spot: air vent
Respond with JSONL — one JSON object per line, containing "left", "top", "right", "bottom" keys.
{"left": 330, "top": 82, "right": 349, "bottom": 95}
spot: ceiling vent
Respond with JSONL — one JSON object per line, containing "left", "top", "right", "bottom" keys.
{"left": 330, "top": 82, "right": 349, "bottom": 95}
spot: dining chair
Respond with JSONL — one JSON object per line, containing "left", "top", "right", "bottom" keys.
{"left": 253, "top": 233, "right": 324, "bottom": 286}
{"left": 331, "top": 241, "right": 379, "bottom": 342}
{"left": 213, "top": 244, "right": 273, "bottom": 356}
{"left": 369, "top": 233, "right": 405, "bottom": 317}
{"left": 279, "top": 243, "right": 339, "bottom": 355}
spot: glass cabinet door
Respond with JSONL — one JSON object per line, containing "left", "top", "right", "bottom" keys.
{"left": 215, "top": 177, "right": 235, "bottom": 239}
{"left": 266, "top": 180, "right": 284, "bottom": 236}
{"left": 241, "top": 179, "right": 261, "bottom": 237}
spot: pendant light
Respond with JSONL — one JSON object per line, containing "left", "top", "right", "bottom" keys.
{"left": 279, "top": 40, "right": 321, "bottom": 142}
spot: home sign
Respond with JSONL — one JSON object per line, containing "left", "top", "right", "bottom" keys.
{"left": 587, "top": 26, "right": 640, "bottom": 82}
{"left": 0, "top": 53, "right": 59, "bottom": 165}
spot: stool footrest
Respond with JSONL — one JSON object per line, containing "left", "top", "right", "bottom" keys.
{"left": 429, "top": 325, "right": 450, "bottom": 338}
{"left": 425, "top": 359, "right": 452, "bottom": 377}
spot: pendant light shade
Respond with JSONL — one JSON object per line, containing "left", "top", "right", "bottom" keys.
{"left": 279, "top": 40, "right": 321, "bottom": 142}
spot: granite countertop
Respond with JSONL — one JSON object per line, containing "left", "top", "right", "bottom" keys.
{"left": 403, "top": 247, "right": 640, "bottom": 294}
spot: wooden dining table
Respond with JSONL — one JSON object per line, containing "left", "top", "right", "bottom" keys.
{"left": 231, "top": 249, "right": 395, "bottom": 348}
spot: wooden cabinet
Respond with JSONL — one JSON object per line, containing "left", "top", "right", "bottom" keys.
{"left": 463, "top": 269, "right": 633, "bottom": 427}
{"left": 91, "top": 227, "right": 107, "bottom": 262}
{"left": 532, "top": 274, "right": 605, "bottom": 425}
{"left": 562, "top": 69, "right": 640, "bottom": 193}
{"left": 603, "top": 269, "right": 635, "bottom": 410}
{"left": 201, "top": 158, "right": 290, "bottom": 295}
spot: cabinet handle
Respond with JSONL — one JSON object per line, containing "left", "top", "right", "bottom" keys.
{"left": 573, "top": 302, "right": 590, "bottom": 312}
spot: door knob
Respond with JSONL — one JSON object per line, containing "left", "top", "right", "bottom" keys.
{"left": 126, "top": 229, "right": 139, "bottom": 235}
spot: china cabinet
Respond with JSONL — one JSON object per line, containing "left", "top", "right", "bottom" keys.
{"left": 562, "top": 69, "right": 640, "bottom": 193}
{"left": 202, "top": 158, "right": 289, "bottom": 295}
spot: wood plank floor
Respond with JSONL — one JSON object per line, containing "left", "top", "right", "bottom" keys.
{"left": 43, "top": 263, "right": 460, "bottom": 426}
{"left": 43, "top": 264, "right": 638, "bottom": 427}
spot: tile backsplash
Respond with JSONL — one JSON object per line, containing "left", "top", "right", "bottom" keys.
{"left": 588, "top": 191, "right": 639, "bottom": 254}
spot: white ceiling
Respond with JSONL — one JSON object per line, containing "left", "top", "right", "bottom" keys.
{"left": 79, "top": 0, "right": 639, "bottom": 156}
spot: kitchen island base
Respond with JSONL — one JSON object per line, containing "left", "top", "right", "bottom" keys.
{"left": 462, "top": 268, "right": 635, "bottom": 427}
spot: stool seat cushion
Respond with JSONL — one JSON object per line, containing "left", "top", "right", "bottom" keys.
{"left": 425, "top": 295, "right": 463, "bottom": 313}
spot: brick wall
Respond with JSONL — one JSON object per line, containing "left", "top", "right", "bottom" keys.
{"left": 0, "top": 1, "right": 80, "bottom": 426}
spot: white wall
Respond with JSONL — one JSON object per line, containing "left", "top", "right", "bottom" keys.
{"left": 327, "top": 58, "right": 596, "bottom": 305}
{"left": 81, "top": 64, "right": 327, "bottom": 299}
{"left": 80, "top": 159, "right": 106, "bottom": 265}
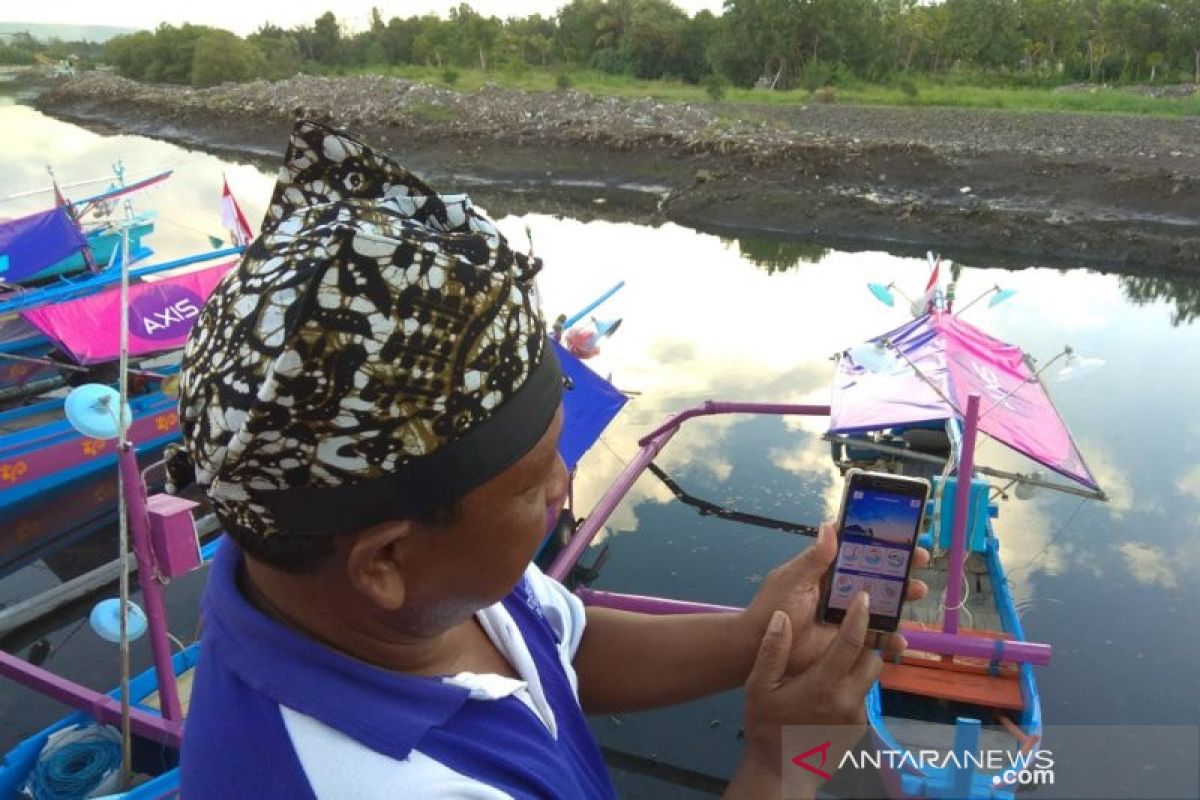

> Instructions for the task: Give the entries above again exactly, minus their pictures.

> Written response:
spot: air vent
Respond with JSONL — one JSON object per line, containing "left", "top", "right", "bottom" keys.
{"left": 330, "top": 82, "right": 349, "bottom": 95}
spot: ceiling vent
Respond with JSONL — one JSON object per line, containing "left", "top", "right", "bottom" keys.
{"left": 330, "top": 82, "right": 349, "bottom": 95}
spot: dining chair
Respond with JSONL — one JSON object per line, containing "left", "top", "right", "bottom" keys.
{"left": 253, "top": 233, "right": 324, "bottom": 286}
{"left": 331, "top": 241, "right": 379, "bottom": 342}
{"left": 213, "top": 244, "right": 273, "bottom": 356}
{"left": 369, "top": 233, "right": 405, "bottom": 317}
{"left": 279, "top": 243, "right": 339, "bottom": 355}
spot: glass cabinet door
Respond with JSONL — one JSON object per line, containing "left", "top", "right", "bottom" keys.
{"left": 215, "top": 177, "right": 235, "bottom": 239}
{"left": 266, "top": 180, "right": 284, "bottom": 236}
{"left": 241, "top": 179, "right": 261, "bottom": 237}
spot: pendant light
Respond with JSONL — one JSON object per line, containing "left", "top", "right", "bottom" keys.
{"left": 279, "top": 40, "right": 321, "bottom": 142}
spot: home sign
Respond with JSONL — one JSON object per line, containing "left", "top", "right", "bottom" keys.
{"left": 587, "top": 26, "right": 640, "bottom": 82}
{"left": 0, "top": 53, "right": 59, "bottom": 165}
spot: stool footrest
Respond with JSONL — one JSON object per line, containing "left", "top", "right", "bottom" keys.
{"left": 429, "top": 325, "right": 450, "bottom": 338}
{"left": 425, "top": 359, "right": 452, "bottom": 377}
spot: pendant light shade
Respond with JSONL — one JSON object per line, containing "left", "top", "right", "bottom" keys.
{"left": 279, "top": 40, "right": 321, "bottom": 142}
spot: granite countertop
Respond with JSONL — one JSON object per line, containing "left", "top", "right", "bottom" keys.
{"left": 403, "top": 247, "right": 640, "bottom": 294}
spot: wooden dining table
Respond with JSONL — one JSON object per line, containing "left", "top", "right", "bottom" keys.
{"left": 231, "top": 249, "right": 395, "bottom": 348}
spot: wooden cabinet
Respond with JSONL — one JSON object per line, containing "left", "top", "right", "bottom" keys.
{"left": 463, "top": 269, "right": 633, "bottom": 427}
{"left": 91, "top": 227, "right": 107, "bottom": 262}
{"left": 532, "top": 274, "right": 605, "bottom": 425}
{"left": 562, "top": 69, "right": 640, "bottom": 193}
{"left": 603, "top": 269, "right": 635, "bottom": 410}
{"left": 201, "top": 158, "right": 290, "bottom": 295}
spot: cabinet handle
Respond with JSONL — one JSON object per line, containing "left", "top", "right", "bottom" keys.
{"left": 573, "top": 302, "right": 590, "bottom": 312}
spot: door knob
Respond with JSONL — one JSON object per line, containing "left", "top", "right", "bottom" keys.
{"left": 126, "top": 229, "right": 139, "bottom": 235}
spot: china cabinet
Respond with JSONL — one JSON object per line, containing "left", "top", "right", "bottom" keys.
{"left": 562, "top": 69, "right": 640, "bottom": 193}
{"left": 202, "top": 158, "right": 289, "bottom": 295}
spot: wood plank floor
Respond with JSONL — one JSON object per line, containing "left", "top", "right", "bottom" keys.
{"left": 43, "top": 263, "right": 460, "bottom": 426}
{"left": 43, "top": 264, "right": 638, "bottom": 427}
spot: tile backsplash
Respond with JSONL — one JSON object per line, containing "left", "top", "right", "bottom" keys.
{"left": 588, "top": 191, "right": 639, "bottom": 254}
spot: white ceiling
Respond with JSONL — one JSON object per line, containing "left", "top", "right", "bottom" keys.
{"left": 79, "top": 0, "right": 639, "bottom": 156}
spot: kitchen island base
Respond with JSONL — one JSON object per line, containing "left", "top", "right", "bottom" keys.
{"left": 462, "top": 268, "right": 635, "bottom": 427}
spot: stool seat cushion
Respond with JSONL — one JSON object per line, containing "left", "top", "right", "bottom" keys.
{"left": 425, "top": 295, "right": 463, "bottom": 313}
spot: brick wall
Respond with JSONL — one JSON object per line, containing "left", "top", "right", "bottom" keys.
{"left": 0, "top": 1, "right": 80, "bottom": 426}
spot: white wall
Respond with JSONL — one JSON object per line, containing "left", "top", "right", "bottom" keys.
{"left": 327, "top": 58, "right": 596, "bottom": 305}
{"left": 81, "top": 64, "right": 327, "bottom": 299}
{"left": 80, "top": 159, "right": 106, "bottom": 265}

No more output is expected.